Hi everyone!
When I'm on my own, I hand flap, arm fling, grimace and pace every day. When I say pacing, I don't mean a steady walk - I hold my body in funny positions, fling my arms and hands around, and I can go from nought to a hundred in 1 second, as in one second I'll be walking and then suddenly I'll have leapt into a..well a leap forward with my arms flung out! I also rock backwards and forwards a lot.
I can't stop because this is how my body is set to be! Well, obviously I can stop myself pacing and moving my arms for short-medium periods, but I need to do it when I get home at the end of a long day, I couldn't stop for a week at a time or anything like that. To be honest I don't even notice when I start all the time - I frequently suddenly realise my face is already slightly screwed up for instance. Clearly I need this sensory input. It feels completely wrong to sit still for long periods - I can't without jiggling my ankle around really fast. It feels wrong and actually uncomfortable to not be pacing or moving my arms for any length of time, I get an uncomfortable sensation in my muscles in my arms and legs and back, which I can only ease by starting to move them around. And you know what? It not only feels right to pace etc, it feels frankly joyful at times. It's a wonderful sensation, really wonderful. You get totaly lost in it. I wouldn't want to live my life without these sensations.
The good news is that it feels amazing. The bad news for me is that despite how right it is for me, I feel really embarassed if anyone except my very close family see me doing it. I mentally say 'oh shit' when i realise I've screwed my face up and someone might have seen. One of my flatmates came into the kitchen and i was rocking backwards and forwards quite violently on the sofa, and I wanted the floow to swallow me up. She thought something was wrong, but she was fine with me saying I was fine and i did it all the time. Sometimes days at uni drag because all I want is to pace.
The other bad thing is when I bash my head against the wall while rocking - I'm paranoid about the edge of my bed now, because I'm going to end up in A&E bleeding and with a concussion if I actually smash the back of my head against it one day instead of 'just' hitting the wall above it (just an achey head from that). Oh and no one tell my dad that I may have loosened the sitting room lights where they're fixed into the ceiling by accidently smacking my hand against them really hard 
Funnily enough, all this repetetive movement has become really pronounced as I've got older, even as my issues with communication have become non-issues in some situations and only mildly problematic otherwise. I'm still not great at small talk, social chit chat, maintaining talking to the same person for long periods and a couple other things, but otherwise I present a totally different picture to the child diagnosed 14 years ago (I read the diagnosis letter again today -wow!), to the extent I study a subject involving lots of communication and don't struggle at all with that aspect.

PROVIDED DATA ::
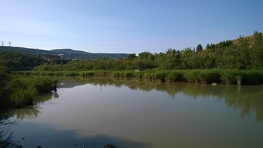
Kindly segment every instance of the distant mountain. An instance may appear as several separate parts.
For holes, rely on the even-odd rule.
[[[7,51],[16,51],[29,54],[37,54],[36,49],[27,48],[19,47],[0,46],[0,52]],[[97,58],[110,58],[112,59],[123,58],[127,57],[127,53],[93,53],[83,51],[74,50],[71,49],[53,49],[45,50],[38,49],[38,54],[44,55],[51,54],[57,55],[59,54],[65,55],[65,59],[93,59]]]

TASK DETAILS :: Edit the post about repetitive movement from "When I'm on" to "forwards a lot.", replacing "rock" with "sway". The data is not needed for what follows.

THE COMPLETED TASK ::
When I'm on my own, I hand flap, arm fling, grimace and pace every day. When I say pacing, I don't mean a steady walk - I hold my body in funny positions, fling my arms and hands around, and I can go from nought to a hundred in 1 second, as in one second I'll be walking and then suddenly I'll have leapt into a..well a leap forward with my arms flung out! I also sway backwards and forwards a lot.